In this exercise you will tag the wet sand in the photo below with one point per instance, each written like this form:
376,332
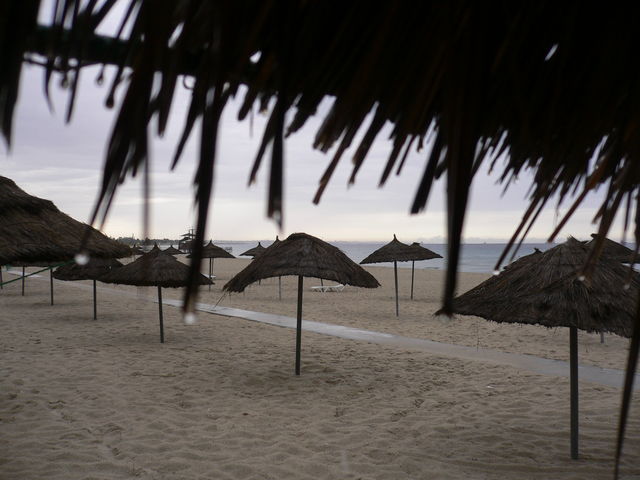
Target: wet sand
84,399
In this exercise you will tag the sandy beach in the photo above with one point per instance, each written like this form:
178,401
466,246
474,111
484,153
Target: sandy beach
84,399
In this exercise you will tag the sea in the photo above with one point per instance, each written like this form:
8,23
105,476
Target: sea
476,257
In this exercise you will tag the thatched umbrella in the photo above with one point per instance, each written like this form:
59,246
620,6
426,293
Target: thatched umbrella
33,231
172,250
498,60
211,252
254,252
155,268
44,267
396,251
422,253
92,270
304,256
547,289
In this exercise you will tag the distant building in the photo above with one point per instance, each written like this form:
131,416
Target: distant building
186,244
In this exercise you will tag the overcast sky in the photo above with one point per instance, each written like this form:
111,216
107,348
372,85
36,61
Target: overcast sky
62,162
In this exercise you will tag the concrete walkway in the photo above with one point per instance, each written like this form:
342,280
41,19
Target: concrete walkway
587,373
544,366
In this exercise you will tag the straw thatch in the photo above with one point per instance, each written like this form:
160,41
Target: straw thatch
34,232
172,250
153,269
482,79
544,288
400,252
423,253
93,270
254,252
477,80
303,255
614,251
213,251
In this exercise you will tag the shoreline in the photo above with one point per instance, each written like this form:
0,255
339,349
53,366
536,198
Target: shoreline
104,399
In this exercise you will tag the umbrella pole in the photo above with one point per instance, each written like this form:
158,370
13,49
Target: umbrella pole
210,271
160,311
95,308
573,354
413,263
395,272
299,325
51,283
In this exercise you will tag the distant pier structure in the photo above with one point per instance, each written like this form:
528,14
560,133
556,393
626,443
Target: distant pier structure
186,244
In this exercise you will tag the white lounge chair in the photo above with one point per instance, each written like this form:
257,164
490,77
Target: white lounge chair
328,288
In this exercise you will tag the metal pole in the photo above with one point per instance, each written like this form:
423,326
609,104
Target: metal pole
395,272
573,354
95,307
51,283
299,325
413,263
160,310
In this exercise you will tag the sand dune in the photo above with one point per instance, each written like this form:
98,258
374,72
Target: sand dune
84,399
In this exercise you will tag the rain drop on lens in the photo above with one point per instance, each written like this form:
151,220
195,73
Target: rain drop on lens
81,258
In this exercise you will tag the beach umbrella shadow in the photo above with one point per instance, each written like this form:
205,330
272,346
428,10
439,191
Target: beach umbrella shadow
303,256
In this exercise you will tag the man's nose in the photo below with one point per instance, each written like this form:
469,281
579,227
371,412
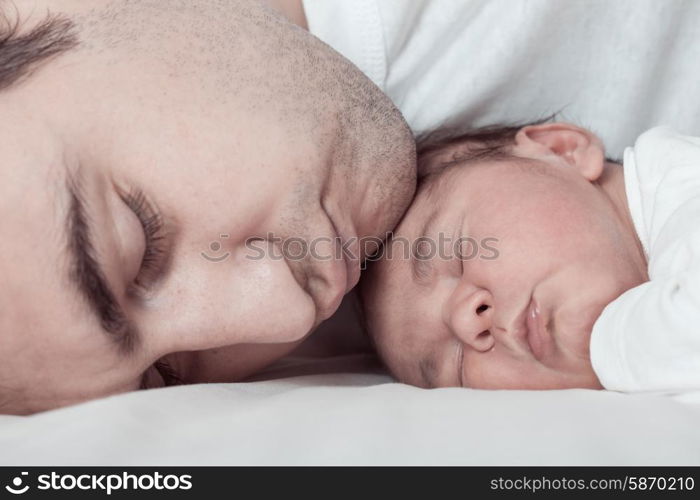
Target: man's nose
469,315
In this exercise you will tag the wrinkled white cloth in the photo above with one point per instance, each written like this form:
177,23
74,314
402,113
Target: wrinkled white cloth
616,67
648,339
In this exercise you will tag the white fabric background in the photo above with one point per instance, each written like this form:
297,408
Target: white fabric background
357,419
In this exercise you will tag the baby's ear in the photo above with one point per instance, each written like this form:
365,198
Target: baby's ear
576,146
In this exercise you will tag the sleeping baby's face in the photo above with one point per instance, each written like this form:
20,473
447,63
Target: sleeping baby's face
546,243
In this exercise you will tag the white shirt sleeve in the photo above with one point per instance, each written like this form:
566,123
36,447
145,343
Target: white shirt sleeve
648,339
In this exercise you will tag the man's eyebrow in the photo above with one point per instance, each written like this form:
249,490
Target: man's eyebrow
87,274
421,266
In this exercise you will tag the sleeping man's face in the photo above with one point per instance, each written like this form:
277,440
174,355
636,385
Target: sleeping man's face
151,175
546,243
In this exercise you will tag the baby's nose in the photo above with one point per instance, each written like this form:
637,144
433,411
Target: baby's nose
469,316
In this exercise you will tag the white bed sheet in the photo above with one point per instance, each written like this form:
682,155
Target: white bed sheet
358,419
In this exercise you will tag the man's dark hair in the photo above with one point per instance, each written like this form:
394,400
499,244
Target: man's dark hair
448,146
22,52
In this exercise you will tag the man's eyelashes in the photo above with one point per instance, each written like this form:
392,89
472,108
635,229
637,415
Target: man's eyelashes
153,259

__________

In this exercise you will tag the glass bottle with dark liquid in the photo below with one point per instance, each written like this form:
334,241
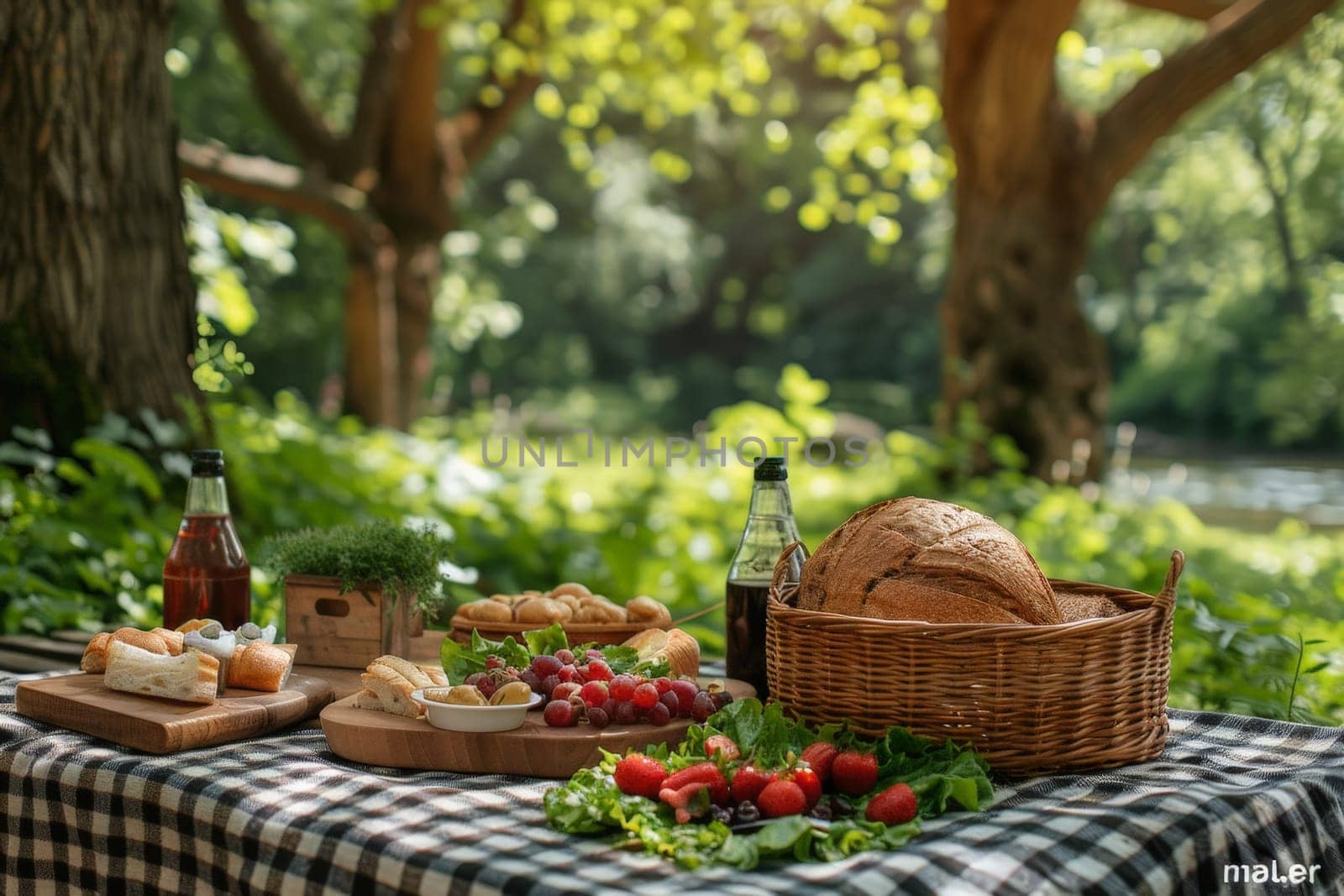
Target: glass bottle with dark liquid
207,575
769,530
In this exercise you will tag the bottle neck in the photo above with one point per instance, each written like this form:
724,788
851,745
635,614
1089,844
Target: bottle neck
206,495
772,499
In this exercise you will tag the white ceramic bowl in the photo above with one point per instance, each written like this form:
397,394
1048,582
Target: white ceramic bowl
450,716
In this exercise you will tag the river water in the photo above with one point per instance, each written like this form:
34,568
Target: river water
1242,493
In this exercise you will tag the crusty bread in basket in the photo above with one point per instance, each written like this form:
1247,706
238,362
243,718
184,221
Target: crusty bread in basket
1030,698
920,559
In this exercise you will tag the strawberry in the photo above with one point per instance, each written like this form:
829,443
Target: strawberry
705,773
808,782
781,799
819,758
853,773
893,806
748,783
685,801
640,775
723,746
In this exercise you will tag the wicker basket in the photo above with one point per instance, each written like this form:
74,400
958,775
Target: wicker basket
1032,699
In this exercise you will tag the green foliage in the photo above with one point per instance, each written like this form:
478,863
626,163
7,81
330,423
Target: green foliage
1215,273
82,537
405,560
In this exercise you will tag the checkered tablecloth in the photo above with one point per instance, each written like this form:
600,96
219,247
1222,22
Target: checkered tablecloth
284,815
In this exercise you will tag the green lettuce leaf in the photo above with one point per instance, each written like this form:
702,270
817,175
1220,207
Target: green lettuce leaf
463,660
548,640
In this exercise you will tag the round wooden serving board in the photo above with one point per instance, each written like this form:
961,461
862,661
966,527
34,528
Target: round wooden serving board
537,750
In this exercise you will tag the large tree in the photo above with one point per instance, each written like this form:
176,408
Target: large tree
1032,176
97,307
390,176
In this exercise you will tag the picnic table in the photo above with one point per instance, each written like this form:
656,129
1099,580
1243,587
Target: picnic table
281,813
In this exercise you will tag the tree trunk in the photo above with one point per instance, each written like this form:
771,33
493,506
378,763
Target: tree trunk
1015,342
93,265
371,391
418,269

__________

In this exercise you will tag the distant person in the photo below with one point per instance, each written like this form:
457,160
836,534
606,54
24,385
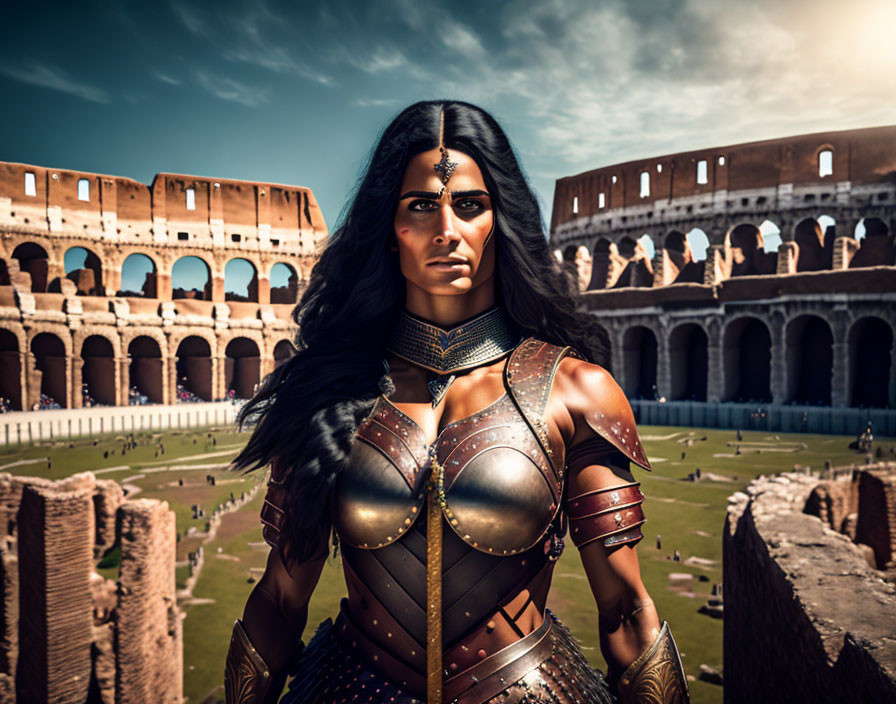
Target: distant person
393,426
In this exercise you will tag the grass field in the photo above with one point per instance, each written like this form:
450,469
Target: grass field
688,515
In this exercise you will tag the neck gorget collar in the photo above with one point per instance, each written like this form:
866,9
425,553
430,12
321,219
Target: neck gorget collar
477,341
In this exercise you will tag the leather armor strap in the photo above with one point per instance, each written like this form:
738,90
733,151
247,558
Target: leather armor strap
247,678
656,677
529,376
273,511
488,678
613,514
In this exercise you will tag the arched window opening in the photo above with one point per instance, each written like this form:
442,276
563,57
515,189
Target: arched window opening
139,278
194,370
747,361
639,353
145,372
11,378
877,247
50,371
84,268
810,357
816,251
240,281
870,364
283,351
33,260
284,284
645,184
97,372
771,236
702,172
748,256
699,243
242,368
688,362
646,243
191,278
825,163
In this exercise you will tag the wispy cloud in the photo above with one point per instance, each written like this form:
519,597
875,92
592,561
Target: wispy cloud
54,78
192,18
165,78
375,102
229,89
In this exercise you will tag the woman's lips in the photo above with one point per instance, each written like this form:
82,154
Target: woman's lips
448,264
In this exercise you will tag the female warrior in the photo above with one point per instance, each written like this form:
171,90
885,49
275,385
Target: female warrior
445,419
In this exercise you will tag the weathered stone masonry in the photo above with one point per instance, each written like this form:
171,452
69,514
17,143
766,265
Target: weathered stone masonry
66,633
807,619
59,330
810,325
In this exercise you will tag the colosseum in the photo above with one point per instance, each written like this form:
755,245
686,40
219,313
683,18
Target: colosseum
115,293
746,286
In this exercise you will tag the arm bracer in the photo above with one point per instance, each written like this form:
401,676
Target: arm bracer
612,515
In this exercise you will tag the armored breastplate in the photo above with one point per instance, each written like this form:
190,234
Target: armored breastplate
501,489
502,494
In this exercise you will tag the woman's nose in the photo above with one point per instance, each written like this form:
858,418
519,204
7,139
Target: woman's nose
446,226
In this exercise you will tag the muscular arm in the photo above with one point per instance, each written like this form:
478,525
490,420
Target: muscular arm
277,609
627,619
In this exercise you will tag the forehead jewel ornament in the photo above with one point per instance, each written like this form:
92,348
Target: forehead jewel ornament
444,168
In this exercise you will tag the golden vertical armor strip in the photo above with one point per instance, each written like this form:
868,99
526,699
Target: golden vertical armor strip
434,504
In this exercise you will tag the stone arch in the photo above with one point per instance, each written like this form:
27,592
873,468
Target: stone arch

__________

Please find each line in the data above that contains the word "pier" and copy every one of them in full.

Result for this exercise:
In this exercise you will tag the distant pier structure in the photo above with one point per instance, each written like this form:
Target: distant pier structure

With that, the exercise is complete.